*TO DO*.
Please copy out, without any changes, the lines from the one containing "Find the white cloth;" through the one containing "186L482 191L490 191L490", including both of those lines.

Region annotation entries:
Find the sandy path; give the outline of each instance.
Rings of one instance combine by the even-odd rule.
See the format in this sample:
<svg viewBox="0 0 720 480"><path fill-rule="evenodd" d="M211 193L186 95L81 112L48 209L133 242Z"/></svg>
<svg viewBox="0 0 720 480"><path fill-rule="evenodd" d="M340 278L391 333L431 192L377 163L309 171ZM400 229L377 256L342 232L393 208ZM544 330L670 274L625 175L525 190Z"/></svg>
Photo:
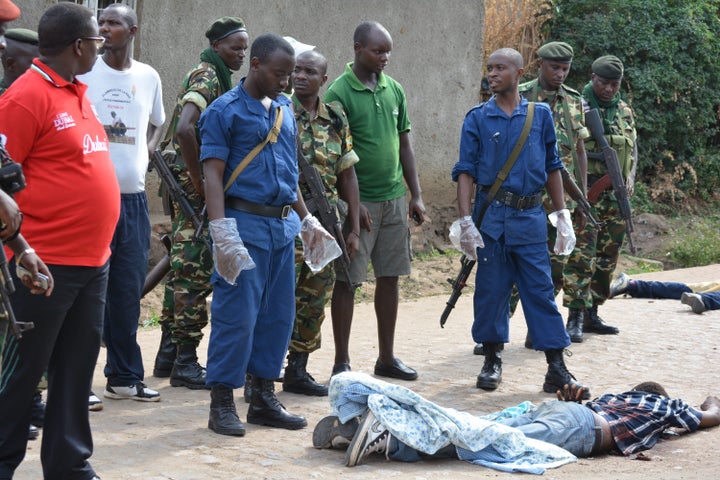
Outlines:
<svg viewBox="0 0 720 480"><path fill-rule="evenodd" d="M720 279L720 265L638 278L709 282ZM405 385L442 405L478 414L523 400L540 402L550 398L541 392L543 356L522 346L526 329L520 315L511 321L503 383L492 393L476 389L475 377L482 357L472 355L470 295L461 297L446 328L440 329L438 320L445 300L446 296L434 296L401 304L397 355L420 372L418 381ZM602 307L601 315L620 327L620 335L587 335L584 343L571 347L574 355L567 361L578 379L592 386L594 394L627 389L642 380L659 381L671 395L695 405L708 394L720 394L720 311L695 315L673 300L620 298ZM352 366L356 371L372 373L377 356L374 318L372 305L357 306L351 339ZM323 334L325 347L311 355L309 367L316 378L325 381L333 355L329 322ZM139 335L148 372L152 371L159 337L159 329L143 329ZM201 345L203 358L206 342L207 337ZM101 358L103 355L101 352ZM283 392L279 393L280 400L290 411L304 414L310 423L308 428L289 432L249 425L244 438L216 435L207 429L207 391L173 388L167 379L152 376L146 382L162 393L161 402L107 399L102 412L91 412L95 439L91 461L103 480L508 477L459 461L402 464L387 462L380 456L349 469L342 464L342 453L312 448L312 428L329 413L327 399ZM103 387L102 365L98 364L94 390L100 393ZM241 397L240 391L236 397ZM246 406L242 399L238 410L244 419ZM651 461L601 456L550 470L545 477L717 478L719 434L715 428L663 441L648 452ZM41 477L39 449L39 440L30 442L16 479Z"/></svg>

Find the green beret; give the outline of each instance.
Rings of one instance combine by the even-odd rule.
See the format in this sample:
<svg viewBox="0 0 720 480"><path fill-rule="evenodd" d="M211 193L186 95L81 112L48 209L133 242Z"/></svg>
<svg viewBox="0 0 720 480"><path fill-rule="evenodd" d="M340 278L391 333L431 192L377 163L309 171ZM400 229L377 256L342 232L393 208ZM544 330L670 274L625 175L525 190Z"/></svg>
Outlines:
<svg viewBox="0 0 720 480"><path fill-rule="evenodd" d="M537 55L556 62L572 62L573 50L565 42L550 42L538 48Z"/></svg>
<svg viewBox="0 0 720 480"><path fill-rule="evenodd" d="M614 55L605 55L593 62L592 71L608 80L618 80L623 74L622 61Z"/></svg>
<svg viewBox="0 0 720 480"><path fill-rule="evenodd" d="M5 38L20 43L29 43L30 45L38 44L37 32L33 32L27 28L11 28L5 32Z"/></svg>
<svg viewBox="0 0 720 480"><path fill-rule="evenodd" d="M247 32L243 19L240 17L222 17L210 25L210 28L205 32L205 36L210 40L210 43L213 43L237 32Z"/></svg>

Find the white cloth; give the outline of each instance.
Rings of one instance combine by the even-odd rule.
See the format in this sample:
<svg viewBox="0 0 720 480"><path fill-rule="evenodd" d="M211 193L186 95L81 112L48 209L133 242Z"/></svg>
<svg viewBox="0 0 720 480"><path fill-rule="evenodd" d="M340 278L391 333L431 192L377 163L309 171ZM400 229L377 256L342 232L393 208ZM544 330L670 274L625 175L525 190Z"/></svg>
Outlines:
<svg viewBox="0 0 720 480"><path fill-rule="evenodd" d="M503 471L536 474L577 461L558 446L527 438L516 428L492 421L503 413L482 418L444 408L405 387L362 373L334 375L329 400L341 422L369 408L400 442L427 454L452 444L463 460ZM518 407L513 407L516 413L524 413L532 405L523 403Z"/></svg>
<svg viewBox="0 0 720 480"><path fill-rule="evenodd" d="M88 98L105 127L120 193L145 191L148 122L156 127L165 122L160 75L135 60L127 70L115 70L98 57L78 79L87 83Z"/></svg>

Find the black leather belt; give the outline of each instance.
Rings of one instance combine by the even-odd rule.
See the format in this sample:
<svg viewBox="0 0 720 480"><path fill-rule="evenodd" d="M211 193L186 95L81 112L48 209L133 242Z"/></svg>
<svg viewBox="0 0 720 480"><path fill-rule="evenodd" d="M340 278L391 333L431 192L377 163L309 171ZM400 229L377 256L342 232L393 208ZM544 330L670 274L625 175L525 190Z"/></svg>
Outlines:
<svg viewBox="0 0 720 480"><path fill-rule="evenodd" d="M260 205L259 203L248 202L242 198L225 197L225 206L233 210L252 213L253 215L261 215L263 217L273 217L285 219L290 214L292 205L282 205L275 207L272 205Z"/></svg>
<svg viewBox="0 0 720 480"><path fill-rule="evenodd" d="M483 186L482 191L490 191L490 186ZM527 210L528 208L537 207L542 203L542 193L522 196L517 193L508 192L507 190L501 188L498 190L497 194L495 194L495 198L493 200L497 200L508 207L516 208L518 210Z"/></svg>

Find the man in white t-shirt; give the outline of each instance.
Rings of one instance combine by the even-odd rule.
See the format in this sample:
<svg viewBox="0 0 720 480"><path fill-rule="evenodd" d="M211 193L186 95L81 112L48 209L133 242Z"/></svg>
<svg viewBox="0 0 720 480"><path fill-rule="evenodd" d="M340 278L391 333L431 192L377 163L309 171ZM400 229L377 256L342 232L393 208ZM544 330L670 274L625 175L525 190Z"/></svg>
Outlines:
<svg viewBox="0 0 720 480"><path fill-rule="evenodd" d="M137 343L140 297L150 249L150 215L145 195L149 152L160 140L165 121L160 76L131 58L137 32L132 8L112 4L98 19L104 52L81 80L110 140L110 157L120 183L121 211L110 258L105 305L107 346L105 397L145 402L160 394L143 384L144 370ZM99 39L102 41L102 39Z"/></svg>

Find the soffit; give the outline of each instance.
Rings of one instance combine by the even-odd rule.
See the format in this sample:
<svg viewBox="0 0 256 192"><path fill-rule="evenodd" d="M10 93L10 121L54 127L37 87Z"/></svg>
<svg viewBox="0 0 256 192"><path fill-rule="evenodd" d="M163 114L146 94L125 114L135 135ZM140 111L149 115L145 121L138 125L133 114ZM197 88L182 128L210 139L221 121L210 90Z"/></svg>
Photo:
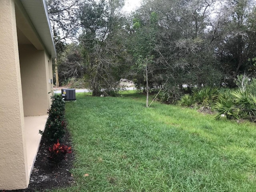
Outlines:
<svg viewBox="0 0 256 192"><path fill-rule="evenodd" d="M52 58L56 50L45 0L21 0L28 15L46 50Z"/></svg>

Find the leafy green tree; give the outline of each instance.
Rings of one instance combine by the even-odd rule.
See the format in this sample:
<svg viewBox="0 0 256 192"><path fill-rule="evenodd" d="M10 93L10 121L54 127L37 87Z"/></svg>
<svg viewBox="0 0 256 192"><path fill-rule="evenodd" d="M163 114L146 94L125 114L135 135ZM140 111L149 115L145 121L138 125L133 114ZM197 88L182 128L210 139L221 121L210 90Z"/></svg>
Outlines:
<svg viewBox="0 0 256 192"><path fill-rule="evenodd" d="M90 1L81 7L82 32L79 41L86 67L86 78L98 96L118 90L124 48L120 41L122 0Z"/></svg>

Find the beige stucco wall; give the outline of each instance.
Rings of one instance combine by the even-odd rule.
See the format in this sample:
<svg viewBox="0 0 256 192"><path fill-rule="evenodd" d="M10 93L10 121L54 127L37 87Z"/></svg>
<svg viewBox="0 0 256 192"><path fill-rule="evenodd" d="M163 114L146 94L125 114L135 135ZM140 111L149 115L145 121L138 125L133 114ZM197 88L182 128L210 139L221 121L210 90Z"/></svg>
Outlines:
<svg viewBox="0 0 256 192"><path fill-rule="evenodd" d="M31 44L19 44L19 50L24 116L46 115L49 108L49 80L52 78L48 62L51 59Z"/></svg>
<svg viewBox="0 0 256 192"><path fill-rule="evenodd" d="M0 189L28 184L14 0L0 0Z"/></svg>

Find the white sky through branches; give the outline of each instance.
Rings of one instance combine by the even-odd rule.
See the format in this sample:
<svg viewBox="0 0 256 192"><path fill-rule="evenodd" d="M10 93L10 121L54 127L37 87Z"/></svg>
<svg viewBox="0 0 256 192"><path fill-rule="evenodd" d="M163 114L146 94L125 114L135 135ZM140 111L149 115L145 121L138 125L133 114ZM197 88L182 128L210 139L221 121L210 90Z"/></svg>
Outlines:
<svg viewBox="0 0 256 192"><path fill-rule="evenodd" d="M126 12L134 11L140 5L141 0L126 0L124 10Z"/></svg>

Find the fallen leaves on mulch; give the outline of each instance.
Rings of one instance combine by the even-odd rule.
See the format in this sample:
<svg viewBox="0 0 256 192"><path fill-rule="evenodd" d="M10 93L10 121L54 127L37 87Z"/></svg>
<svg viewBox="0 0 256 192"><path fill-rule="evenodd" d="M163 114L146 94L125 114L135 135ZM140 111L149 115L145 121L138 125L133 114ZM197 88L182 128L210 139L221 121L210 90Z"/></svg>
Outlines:
<svg viewBox="0 0 256 192"><path fill-rule="evenodd" d="M70 134L68 132L66 132L61 143L65 145L71 146ZM46 140L42 138L27 188L18 190L0 190L0 192L40 192L53 188L66 188L74 183L75 182L70 172L73 166L74 153L72 152L67 154L65 160L58 166L54 165L49 162L48 158L49 155L48 148L52 144L47 144Z"/></svg>

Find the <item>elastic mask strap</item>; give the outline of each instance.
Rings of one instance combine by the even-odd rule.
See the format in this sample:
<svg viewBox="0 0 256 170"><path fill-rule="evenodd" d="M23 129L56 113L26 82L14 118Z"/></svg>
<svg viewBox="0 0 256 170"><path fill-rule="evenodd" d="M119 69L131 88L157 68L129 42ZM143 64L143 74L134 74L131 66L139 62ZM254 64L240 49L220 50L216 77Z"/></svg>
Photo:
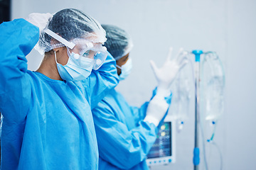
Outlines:
<svg viewBox="0 0 256 170"><path fill-rule="evenodd" d="M117 64L117 67L122 69L122 67L119 67L119 65Z"/></svg>
<svg viewBox="0 0 256 170"><path fill-rule="evenodd" d="M54 39L58 40L59 42L60 42L63 45L66 45L67 47L68 47L70 49L73 49L73 47L75 45L75 43L73 43L72 42L67 41L66 40L65 40L64 38L63 38L62 37L60 37L60 35L58 35L58 34L56 34L55 33L51 31L49 29L46 29L43 31L46 33L47 33L48 35L49 35L50 36L51 36L52 38L53 38Z"/></svg>
<svg viewBox="0 0 256 170"><path fill-rule="evenodd" d="M54 52L54 56L55 56L55 62L56 62L56 64L57 64L58 62L57 62L56 52L54 50L53 50L53 52Z"/></svg>

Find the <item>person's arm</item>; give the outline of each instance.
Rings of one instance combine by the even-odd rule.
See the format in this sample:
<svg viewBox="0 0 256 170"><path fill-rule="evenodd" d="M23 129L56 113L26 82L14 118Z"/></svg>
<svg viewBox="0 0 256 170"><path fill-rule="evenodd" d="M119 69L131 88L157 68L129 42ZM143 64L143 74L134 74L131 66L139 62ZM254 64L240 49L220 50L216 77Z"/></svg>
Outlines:
<svg viewBox="0 0 256 170"><path fill-rule="evenodd" d="M97 70L92 70L87 80L85 89L89 92L92 109L119 83L116 62L109 52L104 64Z"/></svg>
<svg viewBox="0 0 256 170"><path fill-rule="evenodd" d="M157 87L156 87L153 90L152 96L151 97L150 101L146 101L142 105L140 108L131 106L131 110L134 117L136 123L139 123L140 120L142 120L145 118L146 115L146 109L149 106L149 103L150 103L151 100L152 100L152 98L156 96L156 92L157 92ZM167 93L167 94L168 94L169 95L165 97L165 101L170 106L171 101L172 93L171 93L170 91L169 93Z"/></svg>
<svg viewBox="0 0 256 170"><path fill-rule="evenodd" d="M0 25L0 111L5 122L26 118L31 97L26 56L38 39L38 28L24 19Z"/></svg>
<svg viewBox="0 0 256 170"><path fill-rule="evenodd" d="M102 102L92 113L100 157L102 159L127 169L146 158L156 139L157 128L153 123L139 121L135 128L129 130Z"/></svg>

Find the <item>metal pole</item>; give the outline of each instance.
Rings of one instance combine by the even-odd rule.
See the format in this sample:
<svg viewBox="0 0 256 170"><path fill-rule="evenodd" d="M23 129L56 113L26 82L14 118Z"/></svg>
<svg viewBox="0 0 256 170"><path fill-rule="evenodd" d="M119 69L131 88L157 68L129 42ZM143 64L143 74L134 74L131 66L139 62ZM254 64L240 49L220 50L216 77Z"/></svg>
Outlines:
<svg viewBox="0 0 256 170"><path fill-rule="evenodd" d="M203 54L201 50L193 50L192 52L195 55L196 64L196 80L195 80L195 147L193 149L193 163L194 165L194 170L198 170L200 163L200 150L199 150L199 119L200 119L200 109L199 109L199 83L200 83L200 55Z"/></svg>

*SOLUTION FOR THIS EXERCISE*.
Find the white cloth; give the outline of each instance.
Rings of one instance combine by the even-odd rule.
See the format in this sample:
<svg viewBox="0 0 720 480"><path fill-rule="evenodd" d="M211 193L186 95L81 112L48 209L133 242Z"/></svg>
<svg viewBox="0 0 720 480"><path fill-rule="evenodd" d="M340 278L391 333L431 192L377 163L309 171ZM400 229L377 256L342 232L393 208ZM544 330L670 274L625 175L525 190Z"/></svg>
Outlines:
<svg viewBox="0 0 720 480"><path fill-rule="evenodd" d="M503 471L536 474L577 461L558 446L527 438L516 428L492 421L503 413L482 418L444 408L405 387L362 373L334 375L329 400L341 422L369 408L400 442L427 454L452 444L463 460ZM518 407L513 407L516 413L524 413L532 405L523 403Z"/></svg>
<svg viewBox="0 0 720 480"><path fill-rule="evenodd" d="M88 98L105 127L120 193L145 191L148 122L156 127L165 122L160 75L135 60L127 70L115 70L98 57L78 79L87 83Z"/></svg>

Find the black leather belt; give the outline of each instance.
Rings of one instance combine by the even-odd rule.
See the format in this sample:
<svg viewBox="0 0 720 480"><path fill-rule="evenodd" d="M211 193L186 95L81 112L48 209L133 242Z"/></svg>
<svg viewBox="0 0 720 480"><path fill-rule="evenodd" d="M340 278L391 333L431 192L377 163L309 171ZM400 229L377 256L342 232L393 208ZM544 330L670 274L625 175L525 190Z"/></svg>
Outlines:
<svg viewBox="0 0 720 480"><path fill-rule="evenodd" d="M260 205L259 203L248 202L242 198L225 197L225 206L233 210L252 213L253 215L261 215L263 217L273 217L285 219L290 214L292 205L282 205L275 207L272 205Z"/></svg>
<svg viewBox="0 0 720 480"><path fill-rule="evenodd" d="M483 186L482 191L490 191L490 186ZM527 210L528 208L537 207L542 203L542 193L522 196L517 193L508 192L507 190L501 188L498 190L497 194L495 194L495 198L493 200L497 200L508 207L516 208L518 210Z"/></svg>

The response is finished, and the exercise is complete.